→ Work required
Convert the records into a two-column Markdown table headed Row and Line, giving each non-blank line its own numbered row. Begin at the start of the records and stop after the line containing "positive clicks: (216, 384)", leaving the pictures out.

→ Raw data
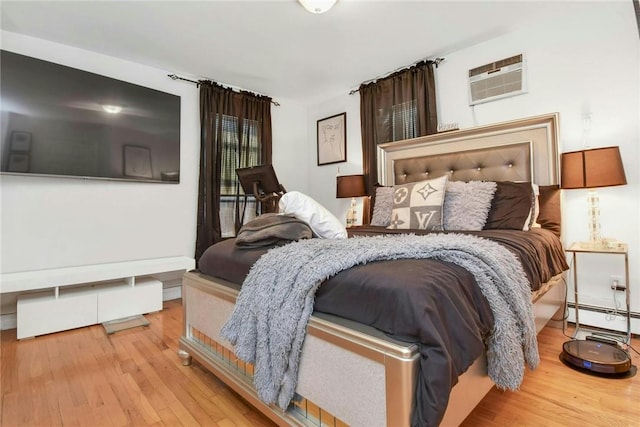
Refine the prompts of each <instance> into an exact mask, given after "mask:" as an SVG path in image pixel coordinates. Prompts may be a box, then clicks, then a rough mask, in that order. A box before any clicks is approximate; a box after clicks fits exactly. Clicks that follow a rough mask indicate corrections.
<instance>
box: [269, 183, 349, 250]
mask: <svg viewBox="0 0 640 427" xmlns="http://www.w3.org/2000/svg"><path fill="white" fill-rule="evenodd" d="M278 206H279V208H280V212H281V213H285V214H293V215H294V216H295V217H296V218H298V219H299V220H301V221H304V222H306V223H307V224H309V227H311V230H313V234H315V235H316V236H318V237H320V238H321V239H346V238H347V229H346V228H345V227H344V225H343V224H342V223H341V222H340V221H339V220H338V218H336V217H335V216H334V215H333V214H332V213H331V212H329V211H328V210H327V209H326V208H325V207H324V206H322V205H321V204H320V203H318V202H316V201H315V200H313V199H312V198H311V197H309V196H307V195H306V194H302V193H300V192H298V191H289V192H288V193H285V194H284V195H283V196H282V197H281V198H280V202H278Z"/></svg>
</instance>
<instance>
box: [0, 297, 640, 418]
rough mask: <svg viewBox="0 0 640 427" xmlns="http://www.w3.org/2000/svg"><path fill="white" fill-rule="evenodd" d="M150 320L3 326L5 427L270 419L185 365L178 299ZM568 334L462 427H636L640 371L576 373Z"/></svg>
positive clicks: (216, 384)
mask: <svg viewBox="0 0 640 427" xmlns="http://www.w3.org/2000/svg"><path fill="white" fill-rule="evenodd" d="M146 317H147V319H148V320H149V321H150V322H151V325H150V326H149V327H141V328H134V329H130V330H127V331H121V332H117V333H115V334H113V335H106V334H105V333H104V330H103V328H102V326H100V325H96V326H91V327H86V328H79V329H75V330H72V331H66V332H60V333H56V334H50V335H45V336H41V337H37V338H35V339H30V340H23V341H17V340H16V331H15V329H14V330H9V331H3V332H2V337H1V346H2V349H1V350H2V352H1V360H0V363H1V365H2V367H1V368H2V369H1V375H2V376H1V377H0V389H1V390H0V391H1V396H2V407H1V418H0V422H1V426H2V427H12V426H58V425H65V426H75V425H78V426H83V427H84V426H96V427H97V426H147V425H152V426H198V425H200V426H221V427H229V426H272V425H273V424H272V423H271V422H270V421H269V420H268V419H266V418H265V417H263V416H262V415H260V414H259V413H257V412H255V411H254V410H252V409H251V408H250V407H249V406H248V405H247V404H246V403H244V401H243V400H242V399H241V398H239V397H238V396H237V395H236V394H235V393H233V392H232V391H230V390H229V389H228V388H227V387H226V386H224V385H223V384H222V383H221V382H220V381H218V380H217V379H216V378H215V377H214V376H213V375H211V374H210V373H208V372H207V371H205V370H204V369H203V368H201V367H200V366H199V365H198V364H195V363H194V364H193V365H192V366H190V367H184V366H182V365H181V361H180V359H179V358H178V356H177V354H176V350H177V348H178V338H179V337H180V333H181V329H182V306H181V302H180V301H178V300H176V301H168V302H165V304H164V310H163V311H161V312H158V313H153V314H149V315H147V316H146ZM565 340H566V338H565V337H564V336H563V335H562V331H561V330H559V329H553V328H545V329H544V330H543V331H542V332H541V333H540V335H539V343H540V355H541V359H542V362H541V364H540V367H539V368H538V369H536V370H535V371H533V372H527V374H526V376H525V380H524V383H523V384H522V387H521V390H520V391H519V392H517V393H513V392H502V391H498V390H496V389H495V388H494V389H493V390H492V391H491V392H490V393H489V395H488V396H487V397H486V398H485V399H484V400H483V401H482V403H481V404H480V405H479V406H478V407H477V408H476V409H475V410H474V412H473V413H472V414H471V415H470V416H469V417H468V418H467V420H466V421H465V423H464V426H466V427H476V426H481V427H482V426H501V427H502V426H587V425H588V426H640V376H639V375H636V376H635V377H633V378H631V379H615V380H614V379H603V378H598V377H594V376H590V375H586V374H583V373H580V372H576V371H573V370H572V369H569V368H567V367H565V366H564V365H563V364H562V363H561V362H560V361H559V360H558V354H559V352H560V350H561V347H562V343H563V342H564V341H565ZM633 345H634V347H635V348H636V349H639V350H640V340H638V339H635V340H634V343H633ZM633 363H634V365H640V356H638V354H636V353H633Z"/></svg>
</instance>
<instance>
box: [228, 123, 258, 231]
mask: <svg viewBox="0 0 640 427" xmlns="http://www.w3.org/2000/svg"><path fill="white" fill-rule="evenodd" d="M221 123H222V172H221V177H220V227H221V231H222V237H233V236H235V235H236V232H235V212H236V203H240V209H239V212H241V213H242V212H243V213H244V218H241V220H242V223H243V224H244V223H246V222H247V221H250V220H251V219H253V218H255V216H256V200H255V198H254V197H253V196H248V197H247V199H246V206H244V204H245V198H244V193H243V191H242V187H241V186H240V183H239V181H238V175H237V174H236V169H237V168H244V167H248V166H256V165H259V164H261V163H262V162H261V158H260V144H259V141H258V124H259V123H258V122H257V121H256V120H247V119H244V120H243V121H242V126H243V128H242V144H240V143H239V142H240V135H239V133H238V118H237V117H233V116H228V115H223V116H222V121H221ZM237 195H241V196H243V197H240V198H238V197H236V196H237ZM241 215H242V214H241Z"/></svg>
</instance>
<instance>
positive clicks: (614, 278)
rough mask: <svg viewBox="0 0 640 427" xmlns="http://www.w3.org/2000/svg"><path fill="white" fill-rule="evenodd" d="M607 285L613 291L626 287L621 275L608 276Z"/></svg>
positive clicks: (623, 290) (623, 288)
mask: <svg viewBox="0 0 640 427" xmlns="http://www.w3.org/2000/svg"><path fill="white" fill-rule="evenodd" d="M609 285H610V286H611V289H613V290H614V291H624V290H626V289H627V284H626V283H625V282H624V278H623V277H622V276H613V275H611V276H609Z"/></svg>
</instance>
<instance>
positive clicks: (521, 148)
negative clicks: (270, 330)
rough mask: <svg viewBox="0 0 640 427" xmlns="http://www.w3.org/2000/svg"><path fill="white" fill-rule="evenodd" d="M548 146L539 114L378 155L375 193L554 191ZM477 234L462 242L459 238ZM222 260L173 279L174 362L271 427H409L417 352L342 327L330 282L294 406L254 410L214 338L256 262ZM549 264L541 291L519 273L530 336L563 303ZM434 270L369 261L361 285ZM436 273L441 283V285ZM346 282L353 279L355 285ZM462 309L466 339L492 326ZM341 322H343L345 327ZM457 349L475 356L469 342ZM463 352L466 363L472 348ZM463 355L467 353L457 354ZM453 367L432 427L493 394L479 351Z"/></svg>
mask: <svg viewBox="0 0 640 427" xmlns="http://www.w3.org/2000/svg"><path fill="white" fill-rule="evenodd" d="M557 136H558V115H557V114H548V115H543V116H537V117H532V118H527V119H523V120H517V121H511V122H505V123H499V124H494V125H490V126H483V127H477V128H471V129H466V130H461V131H453V132H448V133H443V134H436V135H431V136H427V137H421V138H416V139H412V140H407V141H401V142H394V143H388V144H383V145H380V146H379V152H378V159H379V165H378V176H379V177H380V180H381V184H382V185H383V186H386V187H389V188H393V186H400V185H405V184H409V183H412V182H416V181H421V180H425V179H426V178H429V176H434V177H437V176H444V175H446V176H447V177H448V180H450V181H460V182H466V181H482V180H484V181H498V182H520V181H524V182H533V183H536V184H537V185H538V186H540V187H539V188H544V189H549V188H553V186H554V185H557V177H558V166H557V164H558V162H557V160H558V142H557ZM556 190H557V189H556ZM496 191H497V190H496ZM553 197H554V202H553V204H555V205H556V206H555V208H556V209H557V210H558V212H559V203H558V197H559V196H558V194H557V192H555V193H554V196H553ZM538 199H540V200H539V202H541V203H543V205H544V204H545V203H546V202H545V201H543V197H542V194H541V195H540V196H539V197H538ZM378 202H379V201H376V202H375V203H378ZM550 204H552V203H550ZM374 217H375V212H374ZM497 221H499V219H497ZM540 222H543V224H542V227H539V228H538V229H536V228H532V229H531V230H529V234H530V235H540V236H541V237H540V238H541V239H542V240H545V239H551V240H553V239H556V243H555V245H556V246H555V247H554V249H553V251H555V252H558V251H560V252H562V249H561V248H562V244H561V243H559V242H560V240H559V238H557V237H553V238H550V237H549V236H550V235H551V234H552V233H551V232H549V231H547V230H546V229H545V228H549V229H552V228H553V234H554V235H556V236H557V235H558V233H559V232H560V229H559V222H558V219H554V220H553V221H550V223H553V225H551V226H549V227H545V224H544V221H540ZM411 231H412V232H413V230H411ZM349 232H350V235H351V236H352V237H354V236H362V235H367V236H371V235H385V236H386V235H388V234H394V233H397V234H401V235H406V233H407V230H406V229H401V230H389V229H387V228H386V227H380V226H378V227H375V226H363V227H356V228H352V229H350V230H349ZM483 233H484V232H479V233H477V232H473V231H470V232H468V233H466V234H470V235H474V234H483ZM444 234H447V233H444ZM456 234H457V233H456ZM485 234H486V233H485ZM488 234H490V235H491V236H492V238H495V239H497V240H501V239H502V240H504V239H507V237H505V235H508V234H518V233H510V232H506V233H505V232H503V231H501V230H499V229H496V230H489V231H488ZM521 234H524V233H520V235H521ZM413 237H415V236H413ZM371 238H374V239H375V238H380V237H379V236H378V237H376V236H373V237H371ZM510 238H511V237H509V238H508V239H510ZM508 239H507V240H508ZM311 240H317V239H311ZM347 240H354V241H355V240H358V239H347ZM516 240H517V238H516ZM223 243H224V244H223V245H220V246H225V245H226V246H231V245H232V244H233V242H232V241H226V242H223ZM503 243H504V242H503ZM509 244H513V245H515V246H514V248H515V247H516V246H518V244H517V242H516V243H509ZM558 248H559V249H558ZM215 250H218V248H215V249H214V251H215ZM223 252H224V251H223ZM524 252H526V251H524ZM225 253H226V254H227V255H226V257H227V258H220V259H219V260H218V261H217V262H218V264H216V263H215V262H213V264H211V265H210V266H208V267H207V268H206V269H205V270H206V271H205V272H203V271H191V272H188V273H186V274H185V276H184V279H183V294H182V297H183V304H184V316H185V318H184V334H183V336H182V337H181V339H180V350H179V354H180V356H181V357H182V358H183V363H184V364H185V365H188V364H189V363H191V360H192V359H195V360H197V361H198V362H199V363H201V364H202V365H203V366H205V367H206V368H208V369H209V370H210V371H211V372H213V373H214V374H215V375H216V376H217V377H219V378H220V379H221V380H222V381H223V382H225V383H226V384H228V385H229V386H230V387H231V388H232V389H234V390H235V391H236V392H237V393H239V394H240V395H241V396H242V397H243V398H245V399H246V400H247V401H248V402H249V403H251V404H252V405H253V406H255V407H256V409H258V410H259V411H261V412H263V413H264V414H265V415H267V416H268V417H269V418H271V419H272V420H273V421H274V422H276V423H277V424H280V425H354V426H360V425H366V426H376V425H389V426H396V425H397V426H408V425H411V424H412V417H414V419H413V423H414V424H416V423H417V421H416V418H415V416H416V415H415V413H416V411H417V409H416V408H417V407H418V408H420V407H421V405H422V403H421V402H422V401H423V400H425V399H428V398H429V396H424V394H425V393H424V386H423V385H422V383H423V382H424V381H423V377H424V376H425V375H423V373H424V371H425V367H426V366H428V364H427V359H428V358H427V357H426V356H425V351H424V350H425V348H426V347H425V345H424V344H423V343H421V342H415V340H414V342H411V341H412V340H408V339H407V336H406V335H407V334H406V331H396V332H397V333H395V334H394V333H389V331H388V330H387V331H386V332H387V333H384V332H382V331H381V329H382V330H385V328H384V327H382V328H380V326H381V325H382V324H383V323H384V320H377V318H378V317H379V316H377V315H374V317H375V318H376V320H373V321H366V320H365V321H358V319H360V320H362V319H367V316H370V315H371V313H368V312H367V311H368V310H366V309H364V310H360V311H361V313H358V314H355V315H353V316H351V311H348V310H347V309H349V307H353V306H355V305H357V304H354V303H353V302H352V301H353V300H351V302H349V301H350V300H348V299H346V300H345V301H347V302H345V303H344V304H342V306H343V307H342V308H340V306H341V304H340V301H341V300H340V298H358V296H357V295H350V296H349V295H348V296H345V295H344V292H342V291H341V290H343V289H345V287H344V286H332V285H331V283H330V282H331V281H334V282H335V280H334V277H332V279H330V280H328V281H326V282H325V283H324V284H323V285H322V286H320V288H319V289H318V292H317V295H316V301H315V303H316V311H314V312H313V314H312V315H311V316H310V319H309V321H308V324H306V338H305V339H304V342H303V344H302V351H301V357H300V360H299V365H298V366H297V382H296V383H295V394H294V396H295V399H293V401H292V403H291V404H290V405H288V406H286V410H283V409H281V408H280V407H278V405H275V404H266V403H264V402H263V400H262V399H261V398H260V397H259V394H258V392H257V391H256V388H255V387H254V376H255V374H256V372H255V371H254V366H253V364H249V363H245V362H243V361H242V360H240V359H238V358H237V357H236V356H235V354H234V348H233V346H232V345H231V344H230V342H229V341H228V340H227V339H225V338H222V336H221V332H220V331H221V329H222V328H223V325H225V323H226V322H227V321H228V320H229V318H230V316H232V314H233V313H234V308H235V304H236V300H237V298H238V295H239V291H240V285H239V283H242V281H243V279H244V278H245V276H246V275H247V265H251V263H253V262H254V261H256V260H257V259H260V257H261V255H262V253H260V250H257V251H246V250H245V251H237V250H236V251H235V252H234V250H233V248H231V249H230V250H229V251H227V252H225ZM546 256H547V255H543V257H546ZM243 258H248V259H243ZM559 258H561V260H556V261H555V264H556V265H555V267H554V269H547V270H545V272H544V273H542V275H539V276H536V277H543V278H544V280H542V279H537V280H531V277H532V274H534V273H532V272H531V270H536V265H538V264H541V263H538V262H537V261H535V260H534V261H532V262H529V264H531V266H530V268H529V270H527V272H526V274H527V275H528V276H529V279H530V281H531V282H532V284H533V282H537V283H535V286H533V287H532V288H531V289H530V297H531V300H532V301H533V302H534V304H533V315H534V322H535V323H534V325H535V326H534V327H535V330H536V331H539V330H540V329H542V327H544V326H545V325H546V324H547V323H548V322H549V320H550V319H552V318H553V316H554V315H555V314H556V312H557V311H558V310H559V309H560V308H561V306H562V304H563V296H564V290H563V287H562V286H556V284H558V283H560V282H561V281H562V280H563V270H564V269H566V263H564V264H563V262H564V256H563V254H562V253H560V256H559ZM434 262H438V261H434V260H412V259H402V260H397V261H381V262H374V263H371V266H372V267H373V268H374V270H373V272H372V271H369V273H367V274H369V276H370V277H375V276H380V273H379V272H378V271H376V270H375V268H376V267H377V268H380V266H381V265H382V264H383V263H391V264H393V265H395V266H396V267H395V268H397V270H396V271H395V272H392V273H389V274H390V275H389V277H395V276H398V275H400V274H402V272H407V271H413V270H412V269H414V268H425V267H424V265H425V263H427V264H428V263H434ZM205 264H206V263H205ZM222 265H224V266H225V269H224V270H225V271H226V272H225V273H221V272H220V271H221V270H222V268H220V267H221V266H222ZM429 265H430V264H429ZM227 267H228V268H227ZM447 268H449V269H452V270H456V271H457V273H456V274H460V275H464V274H465V273H467V274H468V272H465V271H464V269H461V268H460V266H456V265H453V266H451V265H447ZM200 269H201V270H202V266H201V267H200ZM357 269H358V268H353V269H349V270H345V271H344V272H342V273H339V274H337V275H336V276H335V277H338V276H340V277H345V276H349V275H351V274H355V272H356V270H357ZM460 270H462V271H460ZM385 271H388V270H385ZM447 274H448V273H447ZM447 274H444V277H445V278H444V279H442V280H446V277H449V276H448V275H447ZM215 276H218V277H215ZM351 280H356V281H359V280H362V279H361V278H360V277H356V278H355V279H351ZM389 280H391V279H389ZM456 280H457V279H456ZM382 281H384V280H382ZM465 289H466V288H465ZM465 292H466V291H465ZM465 292H463V293H465ZM474 292H475V291H474ZM467 293H468V292H467ZM464 298H467V299H468V301H469V302H468V304H467V305H470V306H473V307H471V309H469V310H468V311H469V312H470V313H472V314H471V316H472V317H474V319H475V318H477V319H475V320H474V322H475V323H476V324H477V325H479V326H478V329H479V330H482V329H483V328H485V329H486V328H490V327H492V326H493V322H494V319H493V318H492V313H491V310H488V309H487V306H486V305H483V304H484V303H481V301H480V300H481V299H482V298H479V297H478V296H477V295H476V294H472V295H465V296H464ZM409 299H411V297H409ZM479 301H480V302H479ZM452 304H453V305H455V304H458V303H455V302H454V303H452ZM436 305H438V304H436ZM345 307H346V308H345ZM367 307H368V306H367ZM365 308H366V307H365ZM437 308H438V307H436V308H435V309H436V310H437ZM343 309H344V310H347V311H344V310H343ZM349 310H350V309H349ZM345 313H347V314H346V316H347V317H349V316H351V318H347V317H345ZM463 318H464V316H463V317H459V319H463ZM376 322H378V323H376ZM380 322H383V323H380ZM374 326H376V327H374ZM460 329H464V328H460ZM485 332H486V331H485ZM476 335H477V334H476ZM472 341H473V340H472ZM479 343H480V344H481V345H482V344H484V341H483V340H482V339H481V340H479ZM472 344H473V345H472ZM463 346H469V347H472V346H473V347H477V346H478V339H477V338H476V340H475V341H474V342H473V343H471V344H468V343H465V344H463ZM459 348H461V347H459ZM459 348H458V351H456V352H454V353H455V355H456V358H458V357H459V358H460V359H464V358H465V357H464V356H465V353H467V352H466V351H459ZM474 351H476V352H478V350H477V349H476V350H474ZM469 354H475V353H472V352H471V350H470V349H469ZM433 360H436V359H435V358H434V359H433ZM459 363H461V364H462V365H461V366H459V367H458V362H456V363H454V364H455V365H456V366H457V368H456V369H457V370H458V371H461V372H457V371H456V372H454V373H455V375H454V376H455V378H454V380H452V381H451V383H452V384H451V385H447V384H445V385H444V386H443V388H444V389H446V390H444V391H438V396H445V397H444V398H441V397H438V396H436V398H437V399H441V400H442V399H444V407H442V408H440V407H439V408H438V409H437V411H436V412H438V411H440V412H441V413H439V412H438V413H437V414H436V415H435V418H434V416H429V417H428V418H426V419H429V420H434V419H437V420H438V422H440V424H441V425H458V424H460V423H461V422H462V421H463V420H464V418H465V417H466V415H467V414H468V413H469V412H470V411H471V410H472V409H473V408H474V407H475V406H476V405H477V403H479V402H480V400H482V398H483V397H484V395H485V394H486V393H487V392H488V391H489V390H490V389H491V387H492V386H493V385H494V382H493V381H492V380H491V379H490V378H489V377H488V376H487V360H486V352H485V351H483V349H482V348H480V349H479V354H478V357H477V358H476V357H475V356H474V357H473V358H472V359H471V360H469V361H464V362H459ZM468 365H470V366H468ZM458 373H459V374H460V375H459V376H458ZM427 394H428V393H427ZM437 399H436V400H437ZM427 406H428V405H427ZM432 406H433V405H432ZM435 406H438V405H435ZM439 406H442V403H439ZM445 408H446V410H445ZM426 411H427V412H428V408H427V409H426Z"/></svg>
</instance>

→ Output of the exercise
| Row | Line |
|---|---|
| 1 | Refine the prompts of each <instance> into an exact mask, given after "mask:" as an SVG path in image pixel coordinates. Prompts may be a box, then clicks, then a rough mask, in that order. A box before any clicks is approximate; a box after clicks fits exactly. Clicks that follow a rough mask indicate corrections. |
| 2 | <instance> |
| 3 | box: [269, 183, 349, 250] |
| 4 | mask: <svg viewBox="0 0 640 427" xmlns="http://www.w3.org/2000/svg"><path fill="white" fill-rule="evenodd" d="M278 206H279V208H280V212H281V213H285V214H293V215H294V216H295V217H296V218H298V219H299V220H301V221H304V222H306V223H307V224H309V227H311V230H313V234H315V235H316V236H318V237H320V238H321V239H346V238H347V229H346V228H345V227H344V225H343V224H342V223H341V222H340V221H339V220H338V218H336V217H335V216H334V215H333V214H332V213H331V212H329V211H328V210H327V209H326V208H325V207H324V206H322V205H321V204H320V203H318V202H316V201H315V200H313V199H312V198H311V197H309V196H307V195H306V194H302V193H300V192H298V191H289V192H288V193H285V194H284V195H283V196H282V197H281V198H280V202H278Z"/></svg> |
| 5 | </instance> |
| 6 | <instance> |
| 7 | box: [0, 297, 640, 418] |
| 8 | rough mask: <svg viewBox="0 0 640 427" xmlns="http://www.w3.org/2000/svg"><path fill="white" fill-rule="evenodd" d="M150 320L3 326L5 427L270 419L185 365L178 299ZM568 334L462 427H636L640 371L576 373Z"/></svg> |
| 9 | positive clicks: (216, 384) |